Stored entries
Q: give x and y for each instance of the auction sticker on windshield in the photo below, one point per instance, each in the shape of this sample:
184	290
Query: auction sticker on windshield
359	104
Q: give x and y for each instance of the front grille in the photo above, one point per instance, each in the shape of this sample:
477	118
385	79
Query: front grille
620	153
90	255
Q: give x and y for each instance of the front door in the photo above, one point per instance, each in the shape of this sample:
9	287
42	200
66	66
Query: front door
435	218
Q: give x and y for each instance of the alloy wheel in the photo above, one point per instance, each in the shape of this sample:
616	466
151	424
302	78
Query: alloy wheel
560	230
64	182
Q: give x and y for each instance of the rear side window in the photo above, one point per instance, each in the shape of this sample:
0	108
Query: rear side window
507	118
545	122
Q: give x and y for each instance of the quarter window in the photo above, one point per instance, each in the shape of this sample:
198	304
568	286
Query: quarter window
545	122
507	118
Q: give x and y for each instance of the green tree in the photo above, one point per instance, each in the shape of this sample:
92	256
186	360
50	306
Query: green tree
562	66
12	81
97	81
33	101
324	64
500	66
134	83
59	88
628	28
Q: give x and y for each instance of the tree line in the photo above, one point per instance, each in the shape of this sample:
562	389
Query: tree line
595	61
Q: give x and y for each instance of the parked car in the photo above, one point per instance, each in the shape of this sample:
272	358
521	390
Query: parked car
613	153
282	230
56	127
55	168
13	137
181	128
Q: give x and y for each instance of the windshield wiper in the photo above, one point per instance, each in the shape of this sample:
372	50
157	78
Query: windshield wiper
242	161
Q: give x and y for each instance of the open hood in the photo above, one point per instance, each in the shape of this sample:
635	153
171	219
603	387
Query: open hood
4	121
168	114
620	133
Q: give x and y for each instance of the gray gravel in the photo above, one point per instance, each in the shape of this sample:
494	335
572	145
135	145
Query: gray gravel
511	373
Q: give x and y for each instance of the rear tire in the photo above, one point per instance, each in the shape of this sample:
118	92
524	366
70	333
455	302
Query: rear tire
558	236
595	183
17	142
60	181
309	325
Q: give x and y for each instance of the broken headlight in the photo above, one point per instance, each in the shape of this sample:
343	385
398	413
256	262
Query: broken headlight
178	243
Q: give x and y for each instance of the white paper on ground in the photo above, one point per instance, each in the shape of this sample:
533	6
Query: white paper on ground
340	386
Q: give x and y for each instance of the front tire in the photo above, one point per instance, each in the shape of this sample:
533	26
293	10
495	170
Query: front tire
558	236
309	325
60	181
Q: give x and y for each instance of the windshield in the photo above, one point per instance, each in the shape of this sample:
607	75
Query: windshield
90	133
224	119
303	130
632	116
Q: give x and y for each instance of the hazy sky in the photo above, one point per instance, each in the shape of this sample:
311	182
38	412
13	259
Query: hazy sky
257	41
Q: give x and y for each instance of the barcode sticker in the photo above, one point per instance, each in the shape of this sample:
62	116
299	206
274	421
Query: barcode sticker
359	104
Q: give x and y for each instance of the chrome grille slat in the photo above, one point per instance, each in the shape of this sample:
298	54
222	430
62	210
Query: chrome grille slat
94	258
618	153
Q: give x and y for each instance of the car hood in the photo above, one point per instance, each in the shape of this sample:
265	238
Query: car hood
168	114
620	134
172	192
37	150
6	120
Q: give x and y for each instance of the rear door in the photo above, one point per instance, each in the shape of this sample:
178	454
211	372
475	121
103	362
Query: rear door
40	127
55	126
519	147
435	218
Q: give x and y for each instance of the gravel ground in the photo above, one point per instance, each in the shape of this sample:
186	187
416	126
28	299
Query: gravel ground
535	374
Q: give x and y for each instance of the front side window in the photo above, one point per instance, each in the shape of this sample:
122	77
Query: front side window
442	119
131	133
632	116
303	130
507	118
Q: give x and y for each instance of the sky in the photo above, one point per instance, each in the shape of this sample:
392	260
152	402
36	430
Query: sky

**What the task asks**
Every line above needs to be repeated exactly as shown.

**Solution for this task**
Q: give x and y for each instance of the auction sticker on windshield in the photo below, one point per instance, each in the shape of this sample:
184	290
Query: auction sticker on windshield
359	104
Q: give x and y for each instance of the front grille in the photo above, one point per instance, each in the shape of this sample:
477	118
385	79
Query: front grille
620	153
90	255
Q: give x and y for each instance of the front door in the photo above, one point per instance, each in the shape of this sample:
9	287
42	200
66	66
Query: front door
435	218
Q: give x and y for each instance of the alloy wheel in the photo above, one point per instance, each in the shape of this sample:
616	466
151	424
302	78
Query: alloy wheel
560	230
64	182
Q: give x and y for each instance of the rear side window in the photo above, one point per instance, each in the shape of this sample:
0	108
Query: rear side window
507	118
545	122
Q: give x and y for each instance of the quarter window in the photo above, one point per instance, each in the shape of this sample:
198	304
568	286
Query: quarter window
545	122
507	118
Q: give x and y for each instance of the green tree in the photo above, one point per instance, each in the shape of this sample:
92	256
186	360
50	306
Query: green tree
562	66
12	81
97	81
33	101
324	64
500	66
134	83
59	88
628	28
Q: give x and y for each instance of the tree line in the photo above, one point per instance, each in the shape of this sample:
562	389
Query: tree line
595	61
Q: give x and y for each instance of the parked car in the photo above, one point per instance, each in the shape of this sample:
272	358
521	390
Query: parked car
613	153
282	230
56	127
55	168
13	137
181	128
Q: give x and y for each instance of the windshield wiper in the photo above, one point per instance, each in the shape of this sample:
372	50
157	78
Query: windshield wiper
242	161
Q: give x and y for each instance of the open hood in the photo above, one point per instance, each in the shape of this sample:
635	153
171	219
603	387
Query: open hood
4	121
168	114
620	133
Q: give x and y for each instance of the gray gravel in the photo above, one point per instance, each in the shape of this sample:
494	335
572	145
135	145
Query: gray gravel
511	373
Q: give x and y for each instance of the rear tire in the photo above, one point per instance, each in the shape of this sample:
118	92
524	366
70	333
455	302
Query: rear tire
558	236
595	183
17	142
60	181
309	325
Q: give x and y for each instance of the broken headlight in the photo above, one point per instance, each in the shape of this sample:
343	385
398	413
256	262
Query: broken headlight
178	243
Q: give x and y for each instance of the white paper on ground in the photo above, one point per instance, each in the shape of this sample:
533	6
Query: white paper on ground
340	386
Q: give x and y for each instance of the front tire in the photo above, one point per instance, each in the shape of this sample:
533	26
293	10
495	170
Query: front tire
558	236
309	325
60	181
Q: give x and y for each instance of the windshield in the photo above, one point per instance, each in the shape of this sample:
607	75
Query: windshield
90	133
224	119
303	130
632	116
Q: give x and y for each instance of the hazy sky in the photo above, one point per instance, each in the shape of this sample:
311	182
38	412
13	259
Query: hazy sky
257	41
Q: give x and y for each instance of the barcode sticker in the photo above, one point per instance, each in the shape of this sample:
62	116
299	206
274	421
Query: barcode sticker
359	104
Q: give x and y for each instance of the chrome grille slat in the photo above, one point per instance, each in the shape of this sample:
298	54
222	430
62	210
Query: chrome grille slat
94	258
618	153
Q: give x and y for each instance of the car hood in the photo above, one point per instance, each in the shape of this sample:
265	238
Query: car hood
168	114
620	134
172	192
37	150
6	120
Q: give x and y for each instance of the rear door in the photo above, one point per instance, each in the shape of this sample:
178	454
211	372
475	121
103	362
Query: rear door
40	127
55	126
519	147
435	218
Q: give x and y for each instance of the gravel ground in the photo above, one point per instance, each in the shape of this sample:
186	187
416	126
28	299
Query: gravel ground
535	374
Q: give x and y for each instance of the front side window in the photo above, one point per instance, each in the shape of this sample:
122	77
Query: front side window
442	119
131	133
632	116
303	130
507	118
Q: give x and y for each instance of the sky in the photo above, one point per instance, each in the shape of this sample:
392	260
152	402
36	430
Query: sky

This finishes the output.